Work to do: Copy the data verbatim, from the line that contains "point: finger -- for" through the line that contains "column 661, row 602", including both of those lines.

(Point placement records)
╭──

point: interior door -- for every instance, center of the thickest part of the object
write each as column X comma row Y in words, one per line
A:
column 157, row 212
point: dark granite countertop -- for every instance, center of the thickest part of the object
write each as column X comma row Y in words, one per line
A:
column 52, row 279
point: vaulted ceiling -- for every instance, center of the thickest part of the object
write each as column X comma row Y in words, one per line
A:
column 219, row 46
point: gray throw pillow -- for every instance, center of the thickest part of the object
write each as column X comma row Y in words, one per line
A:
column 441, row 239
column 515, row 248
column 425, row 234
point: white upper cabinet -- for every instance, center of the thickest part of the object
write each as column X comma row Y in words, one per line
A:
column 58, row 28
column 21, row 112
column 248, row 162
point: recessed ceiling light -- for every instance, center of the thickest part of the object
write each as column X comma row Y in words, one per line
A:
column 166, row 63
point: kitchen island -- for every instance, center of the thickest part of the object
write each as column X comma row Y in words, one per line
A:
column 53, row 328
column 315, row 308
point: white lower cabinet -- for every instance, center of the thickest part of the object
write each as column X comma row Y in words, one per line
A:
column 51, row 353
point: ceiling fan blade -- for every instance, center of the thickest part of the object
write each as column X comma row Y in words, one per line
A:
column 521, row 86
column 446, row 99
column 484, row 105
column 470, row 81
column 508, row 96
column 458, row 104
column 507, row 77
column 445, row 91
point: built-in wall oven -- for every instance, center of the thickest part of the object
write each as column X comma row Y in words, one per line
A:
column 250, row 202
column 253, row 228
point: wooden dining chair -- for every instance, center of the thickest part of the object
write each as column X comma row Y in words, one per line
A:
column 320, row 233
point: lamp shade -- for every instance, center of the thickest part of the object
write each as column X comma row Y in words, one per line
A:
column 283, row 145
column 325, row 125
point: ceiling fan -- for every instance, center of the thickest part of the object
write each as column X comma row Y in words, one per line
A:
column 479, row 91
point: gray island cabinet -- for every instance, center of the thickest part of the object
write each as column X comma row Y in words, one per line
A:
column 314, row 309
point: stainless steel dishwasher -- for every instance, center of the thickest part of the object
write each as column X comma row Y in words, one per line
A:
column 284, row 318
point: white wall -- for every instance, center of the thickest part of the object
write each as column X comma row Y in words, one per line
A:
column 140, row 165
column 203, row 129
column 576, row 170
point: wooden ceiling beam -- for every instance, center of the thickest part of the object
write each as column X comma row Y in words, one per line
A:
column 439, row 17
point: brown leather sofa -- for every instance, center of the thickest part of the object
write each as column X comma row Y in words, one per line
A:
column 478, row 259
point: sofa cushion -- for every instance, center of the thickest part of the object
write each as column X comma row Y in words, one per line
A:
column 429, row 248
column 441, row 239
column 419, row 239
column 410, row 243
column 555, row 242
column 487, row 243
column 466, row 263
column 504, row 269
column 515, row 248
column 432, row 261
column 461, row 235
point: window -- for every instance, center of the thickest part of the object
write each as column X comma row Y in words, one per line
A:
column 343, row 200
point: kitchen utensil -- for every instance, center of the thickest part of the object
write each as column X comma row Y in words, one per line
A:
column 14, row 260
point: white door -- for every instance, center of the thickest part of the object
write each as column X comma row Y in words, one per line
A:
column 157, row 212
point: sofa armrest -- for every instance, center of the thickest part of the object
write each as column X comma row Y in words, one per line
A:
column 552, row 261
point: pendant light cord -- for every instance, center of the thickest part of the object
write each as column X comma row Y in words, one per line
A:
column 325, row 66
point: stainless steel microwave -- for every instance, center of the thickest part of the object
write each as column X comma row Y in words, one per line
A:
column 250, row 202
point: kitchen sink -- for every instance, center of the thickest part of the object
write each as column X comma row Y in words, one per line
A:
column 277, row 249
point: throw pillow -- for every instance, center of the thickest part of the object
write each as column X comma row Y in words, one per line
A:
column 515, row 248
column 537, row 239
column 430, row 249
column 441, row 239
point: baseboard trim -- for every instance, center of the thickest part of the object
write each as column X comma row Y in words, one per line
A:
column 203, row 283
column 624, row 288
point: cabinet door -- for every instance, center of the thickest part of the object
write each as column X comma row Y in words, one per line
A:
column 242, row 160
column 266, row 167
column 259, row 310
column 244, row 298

╰──
╭──

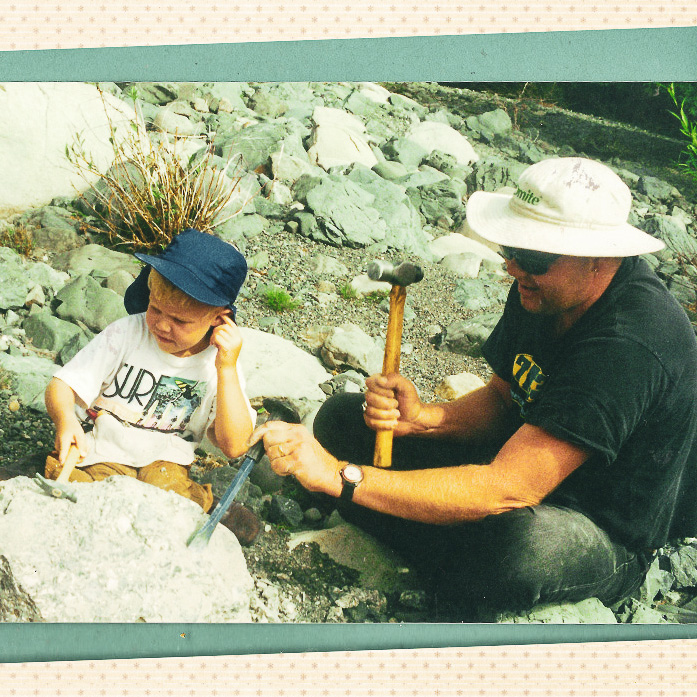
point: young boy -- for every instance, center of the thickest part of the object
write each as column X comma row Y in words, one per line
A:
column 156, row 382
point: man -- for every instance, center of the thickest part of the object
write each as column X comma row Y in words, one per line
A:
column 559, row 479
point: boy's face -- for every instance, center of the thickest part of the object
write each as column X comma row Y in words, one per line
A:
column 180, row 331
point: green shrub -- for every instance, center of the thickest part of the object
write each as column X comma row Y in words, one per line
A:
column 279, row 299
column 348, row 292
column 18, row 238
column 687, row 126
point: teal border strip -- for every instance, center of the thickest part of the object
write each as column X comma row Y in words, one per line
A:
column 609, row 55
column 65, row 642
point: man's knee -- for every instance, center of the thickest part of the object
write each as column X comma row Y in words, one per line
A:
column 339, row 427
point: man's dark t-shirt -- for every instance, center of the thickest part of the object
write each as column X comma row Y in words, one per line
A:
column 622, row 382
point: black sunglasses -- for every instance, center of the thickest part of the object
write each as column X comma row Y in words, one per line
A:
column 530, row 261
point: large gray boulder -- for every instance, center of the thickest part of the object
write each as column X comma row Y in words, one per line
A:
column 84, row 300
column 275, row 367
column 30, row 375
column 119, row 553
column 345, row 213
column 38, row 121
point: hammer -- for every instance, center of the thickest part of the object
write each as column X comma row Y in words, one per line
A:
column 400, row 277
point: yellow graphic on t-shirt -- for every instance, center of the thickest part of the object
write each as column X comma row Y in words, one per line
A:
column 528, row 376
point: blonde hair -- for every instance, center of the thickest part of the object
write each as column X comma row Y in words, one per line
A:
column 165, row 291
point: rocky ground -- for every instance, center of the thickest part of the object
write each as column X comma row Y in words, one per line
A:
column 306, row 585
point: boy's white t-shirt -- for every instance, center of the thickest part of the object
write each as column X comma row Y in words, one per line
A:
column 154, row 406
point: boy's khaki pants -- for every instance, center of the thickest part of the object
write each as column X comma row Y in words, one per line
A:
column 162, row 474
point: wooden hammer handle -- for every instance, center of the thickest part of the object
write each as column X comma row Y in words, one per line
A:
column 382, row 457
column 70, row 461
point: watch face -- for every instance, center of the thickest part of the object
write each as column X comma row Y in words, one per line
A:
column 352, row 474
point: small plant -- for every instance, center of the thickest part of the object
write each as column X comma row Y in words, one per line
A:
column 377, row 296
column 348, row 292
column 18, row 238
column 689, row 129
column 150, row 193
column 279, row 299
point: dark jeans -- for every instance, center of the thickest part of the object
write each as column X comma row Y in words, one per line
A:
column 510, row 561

╰──
╭──

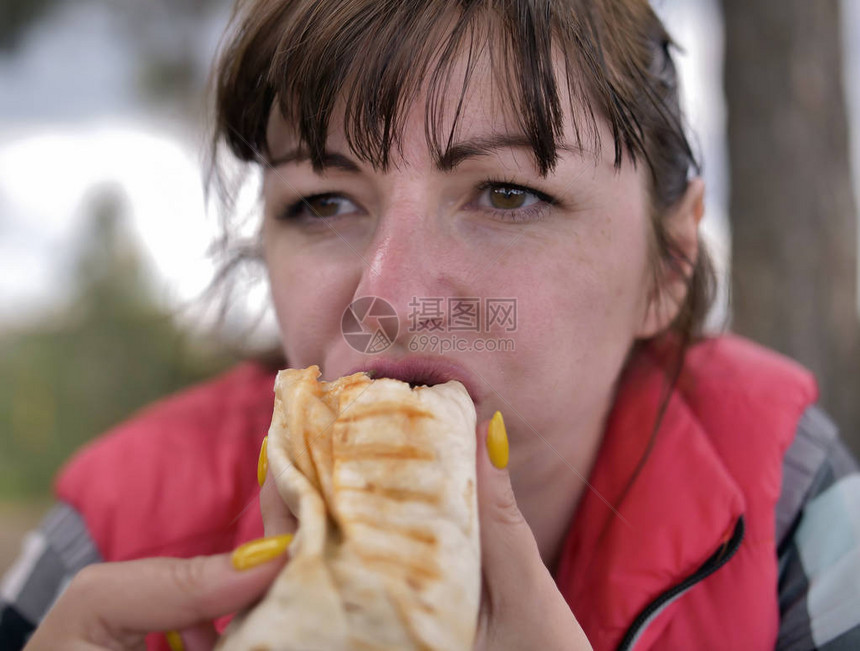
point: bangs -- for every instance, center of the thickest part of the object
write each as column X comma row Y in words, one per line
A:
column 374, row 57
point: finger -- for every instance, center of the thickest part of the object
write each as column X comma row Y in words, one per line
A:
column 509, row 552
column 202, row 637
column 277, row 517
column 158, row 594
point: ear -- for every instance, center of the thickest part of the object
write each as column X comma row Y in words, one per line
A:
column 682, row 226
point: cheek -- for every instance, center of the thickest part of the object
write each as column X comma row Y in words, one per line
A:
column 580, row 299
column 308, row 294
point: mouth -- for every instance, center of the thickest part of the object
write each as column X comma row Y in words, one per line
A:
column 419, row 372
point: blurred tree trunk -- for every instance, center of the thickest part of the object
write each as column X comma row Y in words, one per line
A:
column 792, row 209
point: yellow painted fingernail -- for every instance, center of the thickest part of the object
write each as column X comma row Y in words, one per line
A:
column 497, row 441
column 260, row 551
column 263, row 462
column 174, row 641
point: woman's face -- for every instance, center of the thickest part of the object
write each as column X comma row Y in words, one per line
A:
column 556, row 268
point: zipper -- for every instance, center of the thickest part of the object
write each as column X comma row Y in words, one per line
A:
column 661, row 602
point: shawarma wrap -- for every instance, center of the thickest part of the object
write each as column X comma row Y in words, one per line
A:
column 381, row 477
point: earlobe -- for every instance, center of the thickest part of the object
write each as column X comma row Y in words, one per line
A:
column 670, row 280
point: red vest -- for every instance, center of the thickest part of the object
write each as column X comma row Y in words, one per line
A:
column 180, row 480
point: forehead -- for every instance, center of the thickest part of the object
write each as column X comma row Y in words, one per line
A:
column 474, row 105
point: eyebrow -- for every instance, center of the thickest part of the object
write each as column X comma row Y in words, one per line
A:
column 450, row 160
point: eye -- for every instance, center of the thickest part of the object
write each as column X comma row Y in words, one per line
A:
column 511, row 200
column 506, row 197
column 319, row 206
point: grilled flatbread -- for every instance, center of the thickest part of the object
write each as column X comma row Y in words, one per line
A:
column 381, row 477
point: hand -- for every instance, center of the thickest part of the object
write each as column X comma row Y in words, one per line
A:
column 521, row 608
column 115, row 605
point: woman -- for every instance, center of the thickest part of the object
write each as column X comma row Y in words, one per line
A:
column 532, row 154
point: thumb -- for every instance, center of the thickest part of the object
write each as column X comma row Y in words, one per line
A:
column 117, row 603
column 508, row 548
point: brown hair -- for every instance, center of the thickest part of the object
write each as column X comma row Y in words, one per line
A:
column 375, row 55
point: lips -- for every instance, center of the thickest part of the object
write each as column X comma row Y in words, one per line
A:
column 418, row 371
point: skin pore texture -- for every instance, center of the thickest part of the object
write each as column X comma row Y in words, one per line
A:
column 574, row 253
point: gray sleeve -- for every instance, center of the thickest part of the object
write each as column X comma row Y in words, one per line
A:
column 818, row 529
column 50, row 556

╰──

Answer:
point: finger -- for every instance, center of the thickest part of the object
write each as column X comma row Y in words, one per line
A:
column 509, row 552
column 202, row 637
column 277, row 517
column 158, row 594
point: ear -- for every instance, center of the thickest part of the object
write each as column X comma row Y in words, one per line
A:
column 682, row 226
point: cheek -- for every instance, center of the thickest part of the object
write each as column X comma row Y in words, one per line
A:
column 580, row 299
column 308, row 294
point: mouth -- for every instance, center of the thickest part of the object
write each as column X comma row Y in words, one per line
A:
column 419, row 372
point: blurred tree trunk -- for every instance, center of the thickest part of the object
write each as column X comma row Y in words, one per line
A:
column 792, row 209
point: yellow painted fingernail -- for every instance, center of the thickest part of the object
write each as column X comma row Y in words, one per line
A:
column 497, row 441
column 260, row 551
column 263, row 462
column 174, row 641
point: woman's face -- for every instance, center of the thickest part of the object
write each as column X comma row Y in words, one per line
A:
column 556, row 268
point: zipper -- for every instance, center of the thickest part of the object
write each as column X comma row Y in words, one per line
A:
column 661, row 602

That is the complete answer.